- _Material provided_
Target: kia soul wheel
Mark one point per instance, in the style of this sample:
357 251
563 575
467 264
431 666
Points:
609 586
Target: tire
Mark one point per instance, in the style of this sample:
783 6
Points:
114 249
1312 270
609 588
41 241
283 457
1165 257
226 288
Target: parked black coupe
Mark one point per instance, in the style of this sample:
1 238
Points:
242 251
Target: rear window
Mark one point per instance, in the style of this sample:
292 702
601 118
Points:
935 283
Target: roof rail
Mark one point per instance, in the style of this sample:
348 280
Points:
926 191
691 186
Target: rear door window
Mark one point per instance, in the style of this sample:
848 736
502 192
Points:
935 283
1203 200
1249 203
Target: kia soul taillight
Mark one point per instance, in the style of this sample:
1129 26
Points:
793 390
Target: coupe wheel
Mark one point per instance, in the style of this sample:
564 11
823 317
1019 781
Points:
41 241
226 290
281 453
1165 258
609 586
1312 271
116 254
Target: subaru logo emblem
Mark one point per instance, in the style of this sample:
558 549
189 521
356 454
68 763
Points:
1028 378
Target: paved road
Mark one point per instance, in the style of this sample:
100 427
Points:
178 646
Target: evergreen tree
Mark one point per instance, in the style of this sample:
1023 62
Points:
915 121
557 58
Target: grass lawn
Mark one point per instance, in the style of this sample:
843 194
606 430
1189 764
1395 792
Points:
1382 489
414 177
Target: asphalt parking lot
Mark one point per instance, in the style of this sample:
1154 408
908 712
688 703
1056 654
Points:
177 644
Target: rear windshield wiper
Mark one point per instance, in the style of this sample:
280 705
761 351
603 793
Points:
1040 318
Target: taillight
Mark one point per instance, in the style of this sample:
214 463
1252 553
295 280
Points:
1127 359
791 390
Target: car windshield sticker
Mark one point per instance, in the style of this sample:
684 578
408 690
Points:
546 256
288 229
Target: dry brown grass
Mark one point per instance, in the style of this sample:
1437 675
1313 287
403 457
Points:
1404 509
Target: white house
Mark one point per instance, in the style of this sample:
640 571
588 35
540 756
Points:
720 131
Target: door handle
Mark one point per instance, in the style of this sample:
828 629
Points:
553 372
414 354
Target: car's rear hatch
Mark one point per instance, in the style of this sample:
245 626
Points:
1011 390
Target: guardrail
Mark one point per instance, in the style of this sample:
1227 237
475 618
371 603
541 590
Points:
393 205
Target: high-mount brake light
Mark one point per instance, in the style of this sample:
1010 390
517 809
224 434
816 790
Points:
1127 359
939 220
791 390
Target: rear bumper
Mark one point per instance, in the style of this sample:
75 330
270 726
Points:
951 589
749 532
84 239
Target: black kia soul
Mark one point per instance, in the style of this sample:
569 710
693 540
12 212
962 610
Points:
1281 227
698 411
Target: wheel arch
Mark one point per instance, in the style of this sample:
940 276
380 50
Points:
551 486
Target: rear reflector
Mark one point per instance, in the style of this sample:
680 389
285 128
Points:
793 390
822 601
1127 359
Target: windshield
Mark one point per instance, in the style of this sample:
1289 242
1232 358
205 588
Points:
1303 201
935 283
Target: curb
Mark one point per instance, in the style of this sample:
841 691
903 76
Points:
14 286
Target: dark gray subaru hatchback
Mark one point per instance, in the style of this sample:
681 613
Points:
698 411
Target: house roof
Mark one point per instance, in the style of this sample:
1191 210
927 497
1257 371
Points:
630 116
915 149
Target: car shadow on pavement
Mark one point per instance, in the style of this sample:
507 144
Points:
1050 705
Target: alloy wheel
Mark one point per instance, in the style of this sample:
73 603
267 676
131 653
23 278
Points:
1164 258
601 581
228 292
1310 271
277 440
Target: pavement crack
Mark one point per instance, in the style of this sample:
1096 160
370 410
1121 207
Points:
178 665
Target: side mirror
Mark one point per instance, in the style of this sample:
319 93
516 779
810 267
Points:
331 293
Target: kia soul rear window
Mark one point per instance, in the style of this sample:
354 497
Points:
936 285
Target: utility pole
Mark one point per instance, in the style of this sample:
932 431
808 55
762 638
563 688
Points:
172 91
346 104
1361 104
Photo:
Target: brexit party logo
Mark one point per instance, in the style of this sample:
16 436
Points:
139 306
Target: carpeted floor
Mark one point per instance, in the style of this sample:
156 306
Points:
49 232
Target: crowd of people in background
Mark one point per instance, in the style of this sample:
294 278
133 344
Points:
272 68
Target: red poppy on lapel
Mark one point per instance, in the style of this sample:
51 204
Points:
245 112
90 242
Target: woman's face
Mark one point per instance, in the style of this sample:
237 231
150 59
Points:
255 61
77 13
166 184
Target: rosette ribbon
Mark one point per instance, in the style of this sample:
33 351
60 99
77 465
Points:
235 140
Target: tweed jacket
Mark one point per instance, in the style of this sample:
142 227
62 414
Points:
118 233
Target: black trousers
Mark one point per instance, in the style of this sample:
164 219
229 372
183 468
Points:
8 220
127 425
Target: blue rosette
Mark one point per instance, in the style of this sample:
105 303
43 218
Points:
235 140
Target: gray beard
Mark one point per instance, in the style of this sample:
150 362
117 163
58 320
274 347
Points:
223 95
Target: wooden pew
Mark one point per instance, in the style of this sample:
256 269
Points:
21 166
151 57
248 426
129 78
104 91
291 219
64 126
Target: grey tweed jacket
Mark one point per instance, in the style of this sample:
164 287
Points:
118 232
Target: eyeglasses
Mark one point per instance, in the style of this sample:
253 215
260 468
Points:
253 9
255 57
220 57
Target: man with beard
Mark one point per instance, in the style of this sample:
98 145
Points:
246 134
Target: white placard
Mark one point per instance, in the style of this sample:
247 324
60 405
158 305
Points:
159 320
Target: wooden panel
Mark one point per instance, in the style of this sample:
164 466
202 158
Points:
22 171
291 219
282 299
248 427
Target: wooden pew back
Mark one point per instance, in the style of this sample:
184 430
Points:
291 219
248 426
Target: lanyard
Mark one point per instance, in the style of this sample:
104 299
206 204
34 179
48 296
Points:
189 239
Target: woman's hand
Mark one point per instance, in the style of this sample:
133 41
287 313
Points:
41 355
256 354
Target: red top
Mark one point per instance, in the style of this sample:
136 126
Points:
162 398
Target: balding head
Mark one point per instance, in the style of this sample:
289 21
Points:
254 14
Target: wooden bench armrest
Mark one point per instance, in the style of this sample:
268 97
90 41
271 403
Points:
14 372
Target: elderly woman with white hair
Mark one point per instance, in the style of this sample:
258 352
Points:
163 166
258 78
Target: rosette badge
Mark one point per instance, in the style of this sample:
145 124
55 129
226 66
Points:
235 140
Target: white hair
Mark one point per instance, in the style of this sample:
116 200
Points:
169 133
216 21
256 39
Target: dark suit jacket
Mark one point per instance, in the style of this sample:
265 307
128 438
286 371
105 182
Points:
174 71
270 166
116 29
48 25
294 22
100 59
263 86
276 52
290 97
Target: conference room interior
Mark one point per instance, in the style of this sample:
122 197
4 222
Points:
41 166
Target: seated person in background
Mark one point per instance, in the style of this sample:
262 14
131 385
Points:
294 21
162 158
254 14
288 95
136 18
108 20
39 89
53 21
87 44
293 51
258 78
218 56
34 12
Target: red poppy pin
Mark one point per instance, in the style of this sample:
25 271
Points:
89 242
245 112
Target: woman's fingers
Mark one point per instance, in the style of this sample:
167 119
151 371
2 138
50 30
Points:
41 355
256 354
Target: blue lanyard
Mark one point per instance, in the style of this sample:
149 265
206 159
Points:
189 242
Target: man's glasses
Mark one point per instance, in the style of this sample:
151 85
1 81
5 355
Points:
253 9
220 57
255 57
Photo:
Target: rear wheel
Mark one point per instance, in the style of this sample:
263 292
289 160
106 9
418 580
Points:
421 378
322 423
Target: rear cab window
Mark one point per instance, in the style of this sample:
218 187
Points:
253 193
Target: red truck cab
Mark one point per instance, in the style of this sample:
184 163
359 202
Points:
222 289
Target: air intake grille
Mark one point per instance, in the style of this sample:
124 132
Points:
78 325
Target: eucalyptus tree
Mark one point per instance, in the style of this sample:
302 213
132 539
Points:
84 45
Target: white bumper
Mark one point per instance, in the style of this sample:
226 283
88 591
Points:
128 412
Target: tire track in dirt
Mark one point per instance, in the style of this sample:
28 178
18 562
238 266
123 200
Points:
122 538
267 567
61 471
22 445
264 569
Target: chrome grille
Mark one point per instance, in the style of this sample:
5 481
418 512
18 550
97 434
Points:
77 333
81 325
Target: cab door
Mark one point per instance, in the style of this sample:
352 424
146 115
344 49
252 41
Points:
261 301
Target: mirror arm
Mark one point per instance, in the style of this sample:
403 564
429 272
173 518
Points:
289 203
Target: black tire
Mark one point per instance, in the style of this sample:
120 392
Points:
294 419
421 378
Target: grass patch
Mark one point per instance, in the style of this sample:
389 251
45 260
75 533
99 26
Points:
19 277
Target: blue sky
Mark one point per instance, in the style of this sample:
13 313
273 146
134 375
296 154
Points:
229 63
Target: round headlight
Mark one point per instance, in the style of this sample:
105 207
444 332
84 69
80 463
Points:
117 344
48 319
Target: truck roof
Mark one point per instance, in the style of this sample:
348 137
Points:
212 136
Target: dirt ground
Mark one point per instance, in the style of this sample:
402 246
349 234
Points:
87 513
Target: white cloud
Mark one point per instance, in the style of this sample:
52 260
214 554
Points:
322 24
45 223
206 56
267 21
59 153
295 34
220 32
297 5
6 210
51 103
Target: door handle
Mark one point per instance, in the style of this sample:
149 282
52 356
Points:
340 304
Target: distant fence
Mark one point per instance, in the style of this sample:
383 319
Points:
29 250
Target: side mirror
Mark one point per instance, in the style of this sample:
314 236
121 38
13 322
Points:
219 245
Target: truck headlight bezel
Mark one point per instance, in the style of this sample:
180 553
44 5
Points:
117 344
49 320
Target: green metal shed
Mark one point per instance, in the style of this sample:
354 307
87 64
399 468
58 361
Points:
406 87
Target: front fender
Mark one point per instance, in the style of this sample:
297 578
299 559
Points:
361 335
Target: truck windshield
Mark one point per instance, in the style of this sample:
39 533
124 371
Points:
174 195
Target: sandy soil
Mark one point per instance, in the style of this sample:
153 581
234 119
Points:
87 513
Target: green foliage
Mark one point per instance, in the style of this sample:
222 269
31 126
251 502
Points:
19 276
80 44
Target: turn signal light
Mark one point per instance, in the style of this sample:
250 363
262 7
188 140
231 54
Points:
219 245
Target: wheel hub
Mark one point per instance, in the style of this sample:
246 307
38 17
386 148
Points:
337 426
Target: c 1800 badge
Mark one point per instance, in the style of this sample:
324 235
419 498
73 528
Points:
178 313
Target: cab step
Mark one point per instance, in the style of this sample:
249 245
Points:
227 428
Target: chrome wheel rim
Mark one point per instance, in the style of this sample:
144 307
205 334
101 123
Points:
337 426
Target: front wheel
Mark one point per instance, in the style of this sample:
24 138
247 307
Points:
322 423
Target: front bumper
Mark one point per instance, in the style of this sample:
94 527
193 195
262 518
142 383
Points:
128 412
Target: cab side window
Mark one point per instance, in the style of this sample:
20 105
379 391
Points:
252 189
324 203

- _What the exercise asks_
Exactly reproduce the lines that run from the line with "Target: wheel hub" through the last line of the records, inclusive.

- _Full solution_
Target: wheel hub
Mark one point per instance, in the style of this sample:
246 307
38 17
386 148
Points:
337 426
Target: c 1800 badge
Mark one point per instance, in the style of this sample:
324 235
419 498
73 528
Points:
178 313
Target: cab step
Mark one point per instance, in the style of this sample:
249 245
Points:
227 428
Target: chrome wheel rim
Mark one point per instance, in the style of this sample:
144 307
205 334
101 123
Points:
337 426
Target: front wheel
Mark one point per instance, in the style of this sample:
24 138
247 307
Points:
322 423
Target: front bumper
Mark one point per instance, in the style of this sample:
94 527
193 195
262 518
142 383
Points:
128 412
Target: cab side window
Mark one point per instance, in the style of this sample:
20 105
379 391
Points:
252 189
324 203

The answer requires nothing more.